**Actions to take**
a: In the text on the generative AI copyright lawsuit, what reason does the coder behind the suit give for claiming that GitHub is infringing copyright?
b: Write the next part of the text on the generative AI copyright lawsuit, beginning after its final sentence.

**Text segment**
┏━━
This Copyright Lawsuit Could Shape the Future of Generative AI

Algorithms that create art, text, and code are spreading fast—but legal challenges could throw a wrench in the works.
Photo collage of famous painters' portraits pieced together with bits of code
Illustration: Jacqui VanLiew; Getty Images

The tech industry might be reeling from a wave of layoffsa dramatic crypto-crash, and ongoing turmoil at Twitter, but despite those clouds some investors and entrepreneurs are already eyeing a new boom—built on artificial intelligence that can generate coherent textcaptivating images, and functional computer code. But that new frontier has a looming cloud of its own.

A class-action lawsuit filed in a federal court in California this month takes aim at GitHub Copilot, a powerful tool that automatically writes working code when a programmer starts typing. The coder behind the suit argues that GitHub is infringing copyright because it does not provide attribution when Copilot reproduces open-source code covered by a license requiring it.
┗━━
**Data under study**
┏━━
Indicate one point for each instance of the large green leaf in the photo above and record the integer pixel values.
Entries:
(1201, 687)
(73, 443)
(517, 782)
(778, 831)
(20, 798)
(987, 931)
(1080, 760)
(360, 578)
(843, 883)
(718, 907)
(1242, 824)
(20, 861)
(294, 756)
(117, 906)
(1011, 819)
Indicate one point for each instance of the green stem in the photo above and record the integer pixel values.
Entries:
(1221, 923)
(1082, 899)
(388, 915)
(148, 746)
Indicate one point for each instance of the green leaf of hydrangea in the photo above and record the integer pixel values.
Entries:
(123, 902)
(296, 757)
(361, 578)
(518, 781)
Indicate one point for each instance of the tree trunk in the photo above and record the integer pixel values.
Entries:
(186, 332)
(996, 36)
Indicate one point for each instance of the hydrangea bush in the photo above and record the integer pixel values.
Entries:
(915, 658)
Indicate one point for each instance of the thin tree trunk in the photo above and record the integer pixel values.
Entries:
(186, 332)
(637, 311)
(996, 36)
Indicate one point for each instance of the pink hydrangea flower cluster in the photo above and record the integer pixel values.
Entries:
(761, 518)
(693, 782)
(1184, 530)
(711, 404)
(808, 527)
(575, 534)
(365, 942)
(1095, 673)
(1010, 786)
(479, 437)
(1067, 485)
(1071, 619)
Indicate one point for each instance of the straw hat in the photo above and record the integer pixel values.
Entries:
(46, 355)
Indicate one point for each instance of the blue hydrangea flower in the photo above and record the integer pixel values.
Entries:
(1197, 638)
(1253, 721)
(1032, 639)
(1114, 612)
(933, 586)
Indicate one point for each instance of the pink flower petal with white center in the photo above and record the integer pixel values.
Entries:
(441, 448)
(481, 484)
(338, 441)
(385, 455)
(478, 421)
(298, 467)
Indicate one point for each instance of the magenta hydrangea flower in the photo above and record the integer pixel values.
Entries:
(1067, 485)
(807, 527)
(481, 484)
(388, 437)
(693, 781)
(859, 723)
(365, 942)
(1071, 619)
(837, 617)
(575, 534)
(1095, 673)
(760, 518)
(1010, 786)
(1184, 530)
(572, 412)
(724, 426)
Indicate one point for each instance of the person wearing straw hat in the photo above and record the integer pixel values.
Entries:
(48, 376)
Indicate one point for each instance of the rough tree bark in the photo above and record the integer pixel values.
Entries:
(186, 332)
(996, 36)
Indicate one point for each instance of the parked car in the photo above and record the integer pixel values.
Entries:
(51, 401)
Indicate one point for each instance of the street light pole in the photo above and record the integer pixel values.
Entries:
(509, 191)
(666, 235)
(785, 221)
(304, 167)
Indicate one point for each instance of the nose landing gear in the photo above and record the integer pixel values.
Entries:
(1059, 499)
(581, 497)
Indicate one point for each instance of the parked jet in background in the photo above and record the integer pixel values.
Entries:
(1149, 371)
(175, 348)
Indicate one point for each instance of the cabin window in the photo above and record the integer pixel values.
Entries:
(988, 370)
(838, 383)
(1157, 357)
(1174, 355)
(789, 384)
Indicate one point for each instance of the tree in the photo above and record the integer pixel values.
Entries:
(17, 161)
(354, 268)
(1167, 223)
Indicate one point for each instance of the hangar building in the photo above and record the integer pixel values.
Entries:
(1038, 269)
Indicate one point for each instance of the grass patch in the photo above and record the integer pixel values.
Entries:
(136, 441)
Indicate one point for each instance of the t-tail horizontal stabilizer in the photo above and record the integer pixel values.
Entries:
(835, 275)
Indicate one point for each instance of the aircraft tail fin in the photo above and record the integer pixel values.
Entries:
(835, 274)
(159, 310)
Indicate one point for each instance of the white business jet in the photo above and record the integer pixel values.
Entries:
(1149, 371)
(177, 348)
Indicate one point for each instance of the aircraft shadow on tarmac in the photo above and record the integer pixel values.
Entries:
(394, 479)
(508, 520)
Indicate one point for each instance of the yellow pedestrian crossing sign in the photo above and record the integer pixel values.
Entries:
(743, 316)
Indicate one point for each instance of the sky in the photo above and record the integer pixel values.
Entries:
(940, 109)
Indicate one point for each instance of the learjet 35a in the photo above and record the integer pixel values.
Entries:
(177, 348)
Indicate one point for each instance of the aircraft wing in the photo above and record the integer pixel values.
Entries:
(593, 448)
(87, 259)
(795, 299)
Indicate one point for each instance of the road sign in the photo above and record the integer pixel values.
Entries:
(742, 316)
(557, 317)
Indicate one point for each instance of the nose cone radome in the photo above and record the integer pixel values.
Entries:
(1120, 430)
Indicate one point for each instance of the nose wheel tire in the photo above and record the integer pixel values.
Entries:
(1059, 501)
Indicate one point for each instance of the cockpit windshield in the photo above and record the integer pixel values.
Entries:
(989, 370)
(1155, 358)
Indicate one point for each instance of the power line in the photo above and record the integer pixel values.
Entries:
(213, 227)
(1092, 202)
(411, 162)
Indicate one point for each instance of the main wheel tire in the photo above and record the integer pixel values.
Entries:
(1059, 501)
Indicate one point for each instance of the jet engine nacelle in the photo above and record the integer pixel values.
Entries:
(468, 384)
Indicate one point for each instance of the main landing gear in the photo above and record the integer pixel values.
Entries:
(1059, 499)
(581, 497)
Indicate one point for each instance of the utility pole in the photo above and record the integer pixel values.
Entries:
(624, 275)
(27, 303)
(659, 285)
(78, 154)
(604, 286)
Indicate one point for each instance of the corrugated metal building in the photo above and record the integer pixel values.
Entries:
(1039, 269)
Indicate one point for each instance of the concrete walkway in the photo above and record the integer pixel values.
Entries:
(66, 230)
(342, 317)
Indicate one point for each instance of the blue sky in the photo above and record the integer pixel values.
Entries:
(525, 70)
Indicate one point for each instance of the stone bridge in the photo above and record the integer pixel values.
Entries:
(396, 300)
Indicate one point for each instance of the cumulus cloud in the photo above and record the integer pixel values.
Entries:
┗━━
**Answers for the exercise**
a: GitHub does not provide attribution when Copilot reproduces open-source code covered by a license that requires it.

b:
The lawsuit is at an early stage, and its prospects are unclear because the underlying technology is novel and has not faced much legal scrutiny. But legal experts say it may have a bearing on the broader trend of generative AI tools. AI programs that generate paintings, photographs, and illustrations from a prompt, as well as text for marketing copy, are all built with algorithms trained on previous work produced by humans. 

Visual artists have been the first to question the legality and ethics of AI that incorporates existing work. Some people who make a living from their visual creativity are upset that AI art tools trained on their work can then produce new images in the same style. The Recording Industry Association of America, a music industry group, has signaled that AI-powered music generation and remixing could be a new area of copyright concern.

“This whole arc that we're seeing right now—this generative AI space—what does it mean for these new products to be sucking up the work of these creators?” says Matthew Butterick, a designer, programmer, and lawyer who brought the lawsuit against GitHub.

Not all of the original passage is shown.